Please transcribe the data below word for word, from the line containing "Query: gym wall padding" through the end of the data.

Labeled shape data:
===============

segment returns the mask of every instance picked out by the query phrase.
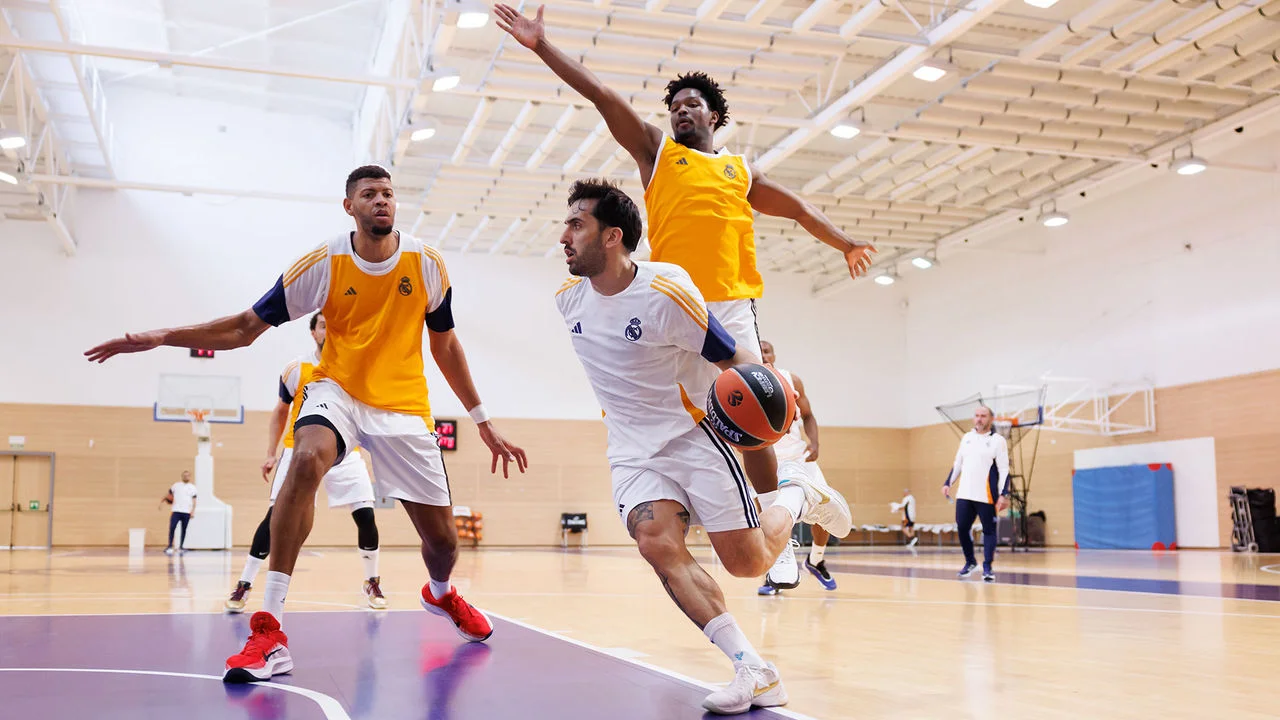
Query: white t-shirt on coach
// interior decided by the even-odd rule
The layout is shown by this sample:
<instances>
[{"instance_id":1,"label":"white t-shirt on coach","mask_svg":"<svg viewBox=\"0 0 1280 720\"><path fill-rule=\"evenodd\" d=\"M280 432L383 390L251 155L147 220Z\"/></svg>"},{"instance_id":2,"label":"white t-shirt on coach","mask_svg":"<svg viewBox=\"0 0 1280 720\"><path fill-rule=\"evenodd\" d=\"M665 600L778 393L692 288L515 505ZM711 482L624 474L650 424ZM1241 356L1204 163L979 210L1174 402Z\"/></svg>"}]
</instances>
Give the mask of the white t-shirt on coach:
<instances>
[{"instance_id":1,"label":"white t-shirt on coach","mask_svg":"<svg viewBox=\"0 0 1280 720\"><path fill-rule=\"evenodd\" d=\"M196 483L174 483L169 492L173 493L173 511L191 512L196 506Z\"/></svg>"},{"instance_id":2,"label":"white t-shirt on coach","mask_svg":"<svg viewBox=\"0 0 1280 720\"><path fill-rule=\"evenodd\" d=\"M995 482L991 478L992 468L997 475ZM1007 478L1009 443L1005 442L1005 436L995 430L982 434L978 430L969 430L960 438L956 460L948 475L951 484L956 487L952 497L993 503L1000 498Z\"/></svg>"}]
</instances>

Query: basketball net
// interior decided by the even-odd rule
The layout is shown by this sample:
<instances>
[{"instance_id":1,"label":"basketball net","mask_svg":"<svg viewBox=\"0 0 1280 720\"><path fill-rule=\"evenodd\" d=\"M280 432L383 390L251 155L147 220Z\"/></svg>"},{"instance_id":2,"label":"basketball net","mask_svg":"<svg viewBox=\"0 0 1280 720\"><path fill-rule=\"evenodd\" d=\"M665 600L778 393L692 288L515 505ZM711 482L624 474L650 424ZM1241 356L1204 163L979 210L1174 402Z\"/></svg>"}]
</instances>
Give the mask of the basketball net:
<instances>
[{"instance_id":1,"label":"basketball net","mask_svg":"<svg viewBox=\"0 0 1280 720\"><path fill-rule=\"evenodd\" d=\"M197 439L209 439L212 434L209 427L209 415L212 410L187 410L187 418L191 419L191 434L196 436Z\"/></svg>"}]
</instances>

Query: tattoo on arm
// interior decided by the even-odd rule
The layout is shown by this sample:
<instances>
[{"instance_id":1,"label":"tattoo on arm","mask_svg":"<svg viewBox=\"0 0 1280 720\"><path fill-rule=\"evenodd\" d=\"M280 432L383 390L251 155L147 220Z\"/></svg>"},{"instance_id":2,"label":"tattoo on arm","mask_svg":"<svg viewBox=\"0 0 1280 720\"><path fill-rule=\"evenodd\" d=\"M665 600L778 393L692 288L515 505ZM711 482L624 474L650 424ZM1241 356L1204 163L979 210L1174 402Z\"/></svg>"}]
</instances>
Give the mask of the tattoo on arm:
<instances>
[{"instance_id":1,"label":"tattoo on arm","mask_svg":"<svg viewBox=\"0 0 1280 720\"><path fill-rule=\"evenodd\" d=\"M632 538L636 537L636 527L645 520L653 520L653 501L641 502L627 512L627 534Z\"/></svg>"}]
</instances>

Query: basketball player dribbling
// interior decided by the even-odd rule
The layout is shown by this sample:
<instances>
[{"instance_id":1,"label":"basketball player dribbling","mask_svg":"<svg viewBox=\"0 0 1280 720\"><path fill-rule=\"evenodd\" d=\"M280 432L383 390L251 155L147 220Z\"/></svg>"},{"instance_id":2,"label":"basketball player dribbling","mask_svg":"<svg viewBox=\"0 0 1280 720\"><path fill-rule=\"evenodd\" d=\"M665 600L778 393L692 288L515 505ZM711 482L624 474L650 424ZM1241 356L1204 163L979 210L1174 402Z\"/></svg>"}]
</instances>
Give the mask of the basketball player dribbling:
<instances>
[{"instance_id":1,"label":"basketball player dribbling","mask_svg":"<svg viewBox=\"0 0 1280 720\"><path fill-rule=\"evenodd\" d=\"M736 714L783 705L777 667L742 634L685 536L701 525L730 574L759 577L796 520L844 536L849 511L827 488L783 468L777 502L756 512L737 457L684 384L695 360L724 370L756 357L724 331L685 270L631 259L640 210L617 187L576 182L564 225L573 277L556 305L604 411L613 501L676 607L735 666L733 680L703 707Z\"/></svg>"},{"instance_id":2,"label":"basketball player dribbling","mask_svg":"<svg viewBox=\"0 0 1280 720\"><path fill-rule=\"evenodd\" d=\"M453 291L440 254L396 225L396 191L378 165L347 177L343 209L356 231L303 255L252 309L201 325L127 334L84 352L102 363L123 352L163 345L232 350L257 340L269 327L323 310L328 332L314 379L302 388L293 427L293 460L271 514L270 571L264 611L250 619L244 648L227 660L229 683L266 680L293 669L280 630L289 577L315 519L320 480L355 447L364 447L385 497L401 501L419 537L430 577L422 606L448 618L465 639L493 634L489 619L449 584L457 561L448 477L433 433L422 327L431 357L454 395L468 407L480 439L524 471L525 451L507 442L489 420L471 380L462 343L453 332Z\"/></svg>"},{"instance_id":3,"label":"basketball player dribbling","mask_svg":"<svg viewBox=\"0 0 1280 720\"><path fill-rule=\"evenodd\" d=\"M728 122L728 104L705 73L687 73L667 85L667 136L547 40L543 6L532 19L504 4L494 5L494 14L498 27L595 105L613 138L639 165L650 260L684 268L724 329L753 354L760 347L755 300L764 292L755 266L753 211L795 220L844 254L852 277L867 273L874 247L849 238L820 210L767 178L744 156L716 150L714 132ZM699 369L701 378L689 388L691 397L703 397L716 379L714 366L704 363ZM778 484L773 450L744 451L742 464L762 507L767 507ZM790 544L778 556L774 573L797 579Z\"/></svg>"},{"instance_id":4,"label":"basketball player dribbling","mask_svg":"<svg viewBox=\"0 0 1280 720\"><path fill-rule=\"evenodd\" d=\"M275 498L280 495L280 486L289 474L289 465L293 460L293 423L302 410L302 388L305 388L315 374L316 365L320 364L320 352L324 351L324 338L328 325L324 314L311 315L311 340L316 348L293 363L285 365L280 373L279 402L271 411L268 423L266 461L262 462L262 479L271 483L270 503L266 506L266 515L253 532L253 542L248 548L248 557L244 559L244 570L236 583L230 596L223 603L228 612L243 612L248 600L248 592L257 579L257 571L262 568L271 550L271 510L275 509ZM283 437L282 437L283 436ZM284 450L276 455L276 448L284 445ZM271 470L275 478L271 478ZM329 496L329 507L351 509L351 519L356 521L356 547L360 551L360 561L364 566L365 601L374 610L387 607L387 596L383 594L383 579L378 575L378 523L374 520L374 482L365 468L365 459L360 450L355 448L347 454L335 468L324 475L325 492Z\"/></svg>"},{"instance_id":5,"label":"basketball player dribbling","mask_svg":"<svg viewBox=\"0 0 1280 720\"><path fill-rule=\"evenodd\" d=\"M760 350L764 352L762 359L768 365L773 365L777 360L777 355L773 351L773 343L768 341L760 341ZM805 478L819 487L827 487L827 478L822 474L822 468L818 466L818 418L813 414L813 406L809 404L809 393L805 392L804 382L800 375L790 370L783 370L782 368L774 368L780 375L786 378L791 387L796 391L796 418L797 421L791 423L791 429L787 434L782 436L782 439L773 443L773 451L778 456L778 465L781 466L800 466ZM804 428L804 434L800 433L801 427ZM831 577L827 570L827 542L831 541L831 533L824 530L820 525L813 525L813 546L809 548L809 556L804 560L804 569L809 571L810 575L818 579L823 589L833 591L836 589L836 579ZM795 543L795 541L791 541ZM799 543L796 543L797 546ZM795 546L792 546L795 547ZM778 591L790 589L800 584L799 575L796 582L791 584L783 584L773 577L773 569L769 574L764 577L764 584L760 585L760 594L777 594Z\"/></svg>"}]
</instances>

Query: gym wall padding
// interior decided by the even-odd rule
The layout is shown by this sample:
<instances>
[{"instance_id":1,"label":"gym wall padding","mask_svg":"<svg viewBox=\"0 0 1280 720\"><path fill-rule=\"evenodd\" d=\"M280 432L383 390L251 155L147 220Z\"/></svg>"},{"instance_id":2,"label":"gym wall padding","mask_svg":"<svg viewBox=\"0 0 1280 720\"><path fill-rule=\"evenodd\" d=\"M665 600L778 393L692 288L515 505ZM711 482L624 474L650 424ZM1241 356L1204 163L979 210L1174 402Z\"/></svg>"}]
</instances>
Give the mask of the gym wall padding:
<instances>
[{"instance_id":1,"label":"gym wall padding","mask_svg":"<svg viewBox=\"0 0 1280 720\"><path fill-rule=\"evenodd\" d=\"M1075 470L1071 489L1082 550L1178 547L1172 465Z\"/></svg>"}]
</instances>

===============

__SOLUTION__:
Query: gym wall padding
// interior decided by the even-odd rule
The layout is shown by this sample:
<instances>
[{"instance_id":1,"label":"gym wall padding","mask_svg":"<svg viewBox=\"0 0 1280 720\"><path fill-rule=\"evenodd\" d=\"M280 432L383 390L251 155L147 220Z\"/></svg>"},{"instance_id":2,"label":"gym wall padding","mask_svg":"<svg viewBox=\"0 0 1280 720\"><path fill-rule=\"evenodd\" d=\"M665 600L778 393L692 288L515 505ZM711 482L624 474L650 424ZM1241 356L1204 163L979 210L1174 402Z\"/></svg>"}]
</instances>
Give the mask of the gym wall padding:
<instances>
[{"instance_id":1,"label":"gym wall padding","mask_svg":"<svg viewBox=\"0 0 1280 720\"><path fill-rule=\"evenodd\" d=\"M1075 470L1071 489L1082 550L1178 547L1172 465Z\"/></svg>"}]
</instances>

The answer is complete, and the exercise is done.